TEXT BLOCK =
----------
Battle-tested on real incidents. Full detail lives in CLAUDE.md.

Vault wiped after a node reboot (ClusterSecretStore Degraded)

Vault runs dev-mode with in-memory storage — every restart erases it. The synced K8s Secrets survive, and the script re-seeds Vault from them. Never regenerate Langfuse creds while the databases hold data keyed to the old ones.

recover
./scripts/configure-vault.sh
kubectl annotate clustersecretstore vault force-sync=$(date +%s) --overwrite
kubectl annotate externalsecret -n agentgateway-system \
  openai-secret xai-secret langfuse-otel-auth force-sync=$(date +%s) --overwrite
kubectl annotate externalsecret -n langfuse langfuse-secrets force-sync=$(date +%s) --overwrite
App syncs Succeeded but stays OutOfSync forever

Three causes seen here: two apps owning the same resources (fixed with directory.exclude), a lone zero-value helm field ArgoCD normalizes away, and client-side diff false-positives under ServerSideApply (fixed with compare-options: ServerSideDiff=true). Diagnose with the CLI in core mode:

diagnose
# kubeconfig namespace must be argocd; plain --core can lie — use --server-side-generate
argocd app diff argocd/<app> --core --server-side-generate
Force a sync after pushing
hard refresh
kubectl -n argocd annotate app <name> argocd.argoproj.io/refresh=hard --overwrite
"All my data is gone" in both UIs

Almost certainly ENABLE_MOCK_UI=true on the shared frontend — it renders sample data for both products and hides the real thing. Keep it false; the data is safe in Postgres (kagent) and ClickHouse (AgentGateway). Hard-refresh the browser after reverting.
----------
SOURCE DATA =

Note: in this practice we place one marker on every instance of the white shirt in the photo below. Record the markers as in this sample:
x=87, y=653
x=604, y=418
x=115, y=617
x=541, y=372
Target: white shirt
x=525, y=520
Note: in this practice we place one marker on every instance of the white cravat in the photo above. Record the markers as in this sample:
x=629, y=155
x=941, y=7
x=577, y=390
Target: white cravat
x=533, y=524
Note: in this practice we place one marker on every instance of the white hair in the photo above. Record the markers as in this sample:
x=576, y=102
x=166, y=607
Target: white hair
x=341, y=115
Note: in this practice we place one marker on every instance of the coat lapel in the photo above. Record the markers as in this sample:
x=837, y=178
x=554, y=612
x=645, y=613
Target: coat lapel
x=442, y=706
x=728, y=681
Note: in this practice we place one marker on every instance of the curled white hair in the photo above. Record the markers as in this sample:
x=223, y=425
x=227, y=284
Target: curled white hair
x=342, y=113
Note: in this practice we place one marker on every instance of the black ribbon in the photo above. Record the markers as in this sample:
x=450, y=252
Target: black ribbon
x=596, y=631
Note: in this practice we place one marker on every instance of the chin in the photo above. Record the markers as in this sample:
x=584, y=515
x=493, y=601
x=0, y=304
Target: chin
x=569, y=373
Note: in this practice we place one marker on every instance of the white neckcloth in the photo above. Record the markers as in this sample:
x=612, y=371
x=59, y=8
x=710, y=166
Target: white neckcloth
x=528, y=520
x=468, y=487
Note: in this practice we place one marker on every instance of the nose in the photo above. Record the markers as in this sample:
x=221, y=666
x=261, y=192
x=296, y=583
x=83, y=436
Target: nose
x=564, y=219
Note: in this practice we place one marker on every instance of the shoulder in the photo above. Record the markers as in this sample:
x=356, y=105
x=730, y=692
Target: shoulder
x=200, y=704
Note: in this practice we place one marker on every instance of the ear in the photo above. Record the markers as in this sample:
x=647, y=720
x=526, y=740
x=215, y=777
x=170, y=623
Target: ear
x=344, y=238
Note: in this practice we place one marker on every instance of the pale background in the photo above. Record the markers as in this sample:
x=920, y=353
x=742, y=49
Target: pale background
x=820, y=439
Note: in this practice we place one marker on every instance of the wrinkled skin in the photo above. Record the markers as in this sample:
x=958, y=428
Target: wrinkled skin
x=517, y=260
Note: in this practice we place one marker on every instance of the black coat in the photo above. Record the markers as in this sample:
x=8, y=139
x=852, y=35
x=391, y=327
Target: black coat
----------
TASK LIST =
(1) According to the troubleshooting notes, why does Vault lose everything when it restarts?
(2) Continue the troubleshooting notes from where they end.
The records come from a different source than the troubleshooting notes.

WRITTEN RESPONSES =
(1) It runs in dev mode with in-memory storage.

(2)
Langfuse down — ClickHouse OOMKilled

resourcesPreset: small (768Mi) is not enough. Set explicit ClickHouse resources (request 1Gi / limit 3Gi) in langfuse.yaml, then delete the stuck langfuse-web pod to skip its backoff.

Drone shows a stale battery / disconnect & reconnect after charging

The Tello leaves SDK mode (stops streaming state) ~15s after its last command, so a server that only sends command once freezes on the last reading. Fixed with a 5s keepalive that re-sends command — telemetry stays live and the drone auto-reconnects when powered back on (no pod restart). get_state reports connected/stale/state_age_s so a dead stream never masquerades as live; get_battery actively queries for a guaranteed-current reading. If it doesn't reconnect, the drone likely came back on a different IP — set a DHCP reservation pinning its MAC to 172.16.10.168. Flaky WiFi: idempotent commands (keepalive, battery?, land, emergency) retry ~2×; movement never retries (a timed-out move may have already run — retrying would double-move).

kagent dashboard / tracing is empty (but AgentGateway tracing works)

kagent OTEL tracing is OFF by default (otel.tracing.enabled=false) — AGE tracing is a separate gateway-policy pipeline, which is why one works and the other doesn't. Enable otel.tracing in kagent-enterprise.yaml pointed at kagent-otel-collector, refresh the root app-of-apps, then kubectl -n kagent rollout restart deploy/kagent-controller (it re-renders agent pods with the OTEL env). The config lands in the kagent-controller ConfigMap.

Langfuse accepts traces but none show up (any project)

langfuse-clickhouse PVC is 100% full — the worker drops every write (Cannot reserve … not enough space). Expand the PVC; if it stalls at Resizing with cannot expand volume before replica scheduling success, this single-node cluster's Longhorn volume is degraded at 3 replicas — patch volume.longhorn.io <id> numberOfReplicas: 1 so it goes healthy, then set spec.size. Don't bump the chart persistence.size (immutable StatefulSet template → wedges the ArgoCD sync).